[Dataset entries]
+ + + +
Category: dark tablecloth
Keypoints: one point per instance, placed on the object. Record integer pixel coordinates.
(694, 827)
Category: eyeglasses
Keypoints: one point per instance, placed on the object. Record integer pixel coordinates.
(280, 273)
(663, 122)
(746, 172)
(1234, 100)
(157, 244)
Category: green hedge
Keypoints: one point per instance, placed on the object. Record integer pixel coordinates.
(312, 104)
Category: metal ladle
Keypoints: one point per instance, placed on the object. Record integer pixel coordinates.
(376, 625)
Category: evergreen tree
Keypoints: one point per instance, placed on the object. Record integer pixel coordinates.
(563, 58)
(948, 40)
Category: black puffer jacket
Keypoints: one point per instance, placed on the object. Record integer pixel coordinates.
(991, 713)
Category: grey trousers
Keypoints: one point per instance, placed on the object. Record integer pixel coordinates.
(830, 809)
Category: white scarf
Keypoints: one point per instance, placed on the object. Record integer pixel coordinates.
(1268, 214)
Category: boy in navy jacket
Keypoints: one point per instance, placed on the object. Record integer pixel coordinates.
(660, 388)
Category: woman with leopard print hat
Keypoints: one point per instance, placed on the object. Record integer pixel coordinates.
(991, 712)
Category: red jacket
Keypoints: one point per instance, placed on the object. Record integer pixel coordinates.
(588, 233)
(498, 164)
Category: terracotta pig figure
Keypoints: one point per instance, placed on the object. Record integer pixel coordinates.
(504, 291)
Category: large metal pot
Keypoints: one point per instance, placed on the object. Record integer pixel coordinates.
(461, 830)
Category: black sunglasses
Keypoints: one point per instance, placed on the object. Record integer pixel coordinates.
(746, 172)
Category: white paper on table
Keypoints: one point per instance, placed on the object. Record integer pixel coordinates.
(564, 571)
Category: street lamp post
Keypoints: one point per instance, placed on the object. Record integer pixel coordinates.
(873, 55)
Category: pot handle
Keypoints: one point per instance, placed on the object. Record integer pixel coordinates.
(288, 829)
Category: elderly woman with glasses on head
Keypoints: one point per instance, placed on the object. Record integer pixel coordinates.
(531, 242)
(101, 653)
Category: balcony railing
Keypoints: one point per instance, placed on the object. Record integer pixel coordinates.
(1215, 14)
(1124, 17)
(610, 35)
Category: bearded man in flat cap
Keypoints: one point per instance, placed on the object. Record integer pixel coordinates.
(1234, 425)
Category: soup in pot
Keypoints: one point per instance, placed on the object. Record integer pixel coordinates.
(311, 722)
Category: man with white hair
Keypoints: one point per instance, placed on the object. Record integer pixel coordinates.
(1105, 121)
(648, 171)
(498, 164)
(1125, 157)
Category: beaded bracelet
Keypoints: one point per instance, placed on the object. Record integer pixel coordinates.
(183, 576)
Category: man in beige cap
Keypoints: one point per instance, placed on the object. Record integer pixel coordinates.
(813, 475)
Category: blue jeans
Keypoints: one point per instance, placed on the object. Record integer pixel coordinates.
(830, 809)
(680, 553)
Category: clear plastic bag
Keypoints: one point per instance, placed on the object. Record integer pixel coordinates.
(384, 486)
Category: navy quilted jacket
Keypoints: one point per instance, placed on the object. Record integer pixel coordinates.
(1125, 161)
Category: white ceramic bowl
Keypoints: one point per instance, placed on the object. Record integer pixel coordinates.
+ + + +
## PROMPT:
All of the records above should be repeated exactly.

## FINISHED TASK:
Category: dark tablecloth
Keypoints: one point per instance, placed on the object. Record integer pixel coordinates.
(694, 827)
Category: eyeglasses
Keypoints: one point per instance, placed on the object. Record integer pixel coordinates.
(280, 273)
(663, 122)
(746, 172)
(1234, 100)
(157, 244)
Category: green hedge
Keypoints: one point per instance, placed on the object. Record integer pixel coordinates.
(312, 104)
Category: metal ladle
Keypoints: one point per instance, placed on the object. Record integer pixel coordinates.
(376, 625)
Category: evergreen tree
Keypoints: one point per instance, placed on the object. Record integer pixel coordinates.
(563, 58)
(948, 40)
Category: black puffer jacket
Keypoints: one point per instance, placed on the object. Record integer pixel coordinates.
(991, 713)
Category: grey trousers
Keypoints: one point per instance, placed on the object. Record integer pixel coordinates.
(830, 809)
Category: white scarf
Keypoints: one point per instance, placed on the object. Record integer pixel coordinates.
(1268, 214)
Category: boy in navy jacket
Keypoints: one point per instance, placed on the object. Record integer pixel coordinates.
(660, 388)
Category: woman with leopard print hat
Keypoints: one point per instance, placed on the object. Record integer pixel coordinates.
(991, 712)
Category: red jacket
Keypoints: one point per instance, placed on the object. Record integer pixel coordinates.
(588, 233)
(498, 164)
Category: terracotta pig figure
Keypoints: one point per instance, placed on the object. Record integer pixel coordinates.
(504, 291)
Category: large metal pot
Keypoints: one point per instance, placed on the object. Record integer pixel coordinates.
(461, 830)
Category: black sunglasses
Keypoints: one point per instance, placed on the object. Record integer pixel coordinates.
(746, 172)
Category: white paper on table
Keypoints: one point per instance, placed on the object. Record integer pixel coordinates.
(564, 571)
Category: street lamp post
Keypoints: one point per instance, placed on the object. Record integer pixel coordinates.
(873, 55)
Category: pot handle
Keypoints: one point per instance, placed on the object. Record integer pixel coordinates.
(288, 829)
Category: elderly woman with glasses on head
Keypoints: one point per instance, placed on the object. Record integer pixel coordinates.
(531, 242)
(101, 653)
Category: balcony railing
Keypoints: one point per instance, placed on the object. Record integer pixel coordinates.
(1215, 14)
(1124, 17)
(610, 35)
Category: bearded man in flat cap
Keypoints: one point per instance, placed on the object. Record integer pixel coordinates.
(1234, 425)
Category: soup in pot
Keypoints: one point per instance, placed on the object. Record integer pixel coordinates.
(311, 722)
Category: man with white hair
Keypoints: one point per instance, placed on the object. Record integer pixel coordinates.
(1105, 121)
(648, 171)
(498, 164)
(1125, 157)
Category: beaded bracelet
Keypoints: one point per instance, placed on the object. Record integer pixel coordinates.
(183, 576)
Category: man in beige cap
Keypoints: one point per instance, placed on the object. Record integer pixel coordinates.
(813, 475)
Category: blue jeans
Keypoints: one point per instance, placed on the object. Record integer pixel coordinates.
(830, 809)
(680, 553)
Category: clear plastic bag
Keypoints: one point per instance, placed on the object. Record integer pixel coordinates.
(384, 486)
Category: navy quilted jacket
Keypoints: one point per instance, placed on the object. Record integer pixel coordinates.
(1125, 161)
Category: white ceramic bowl
Keypoints: one point per instance, placed on the object. Record integer pixel coordinates.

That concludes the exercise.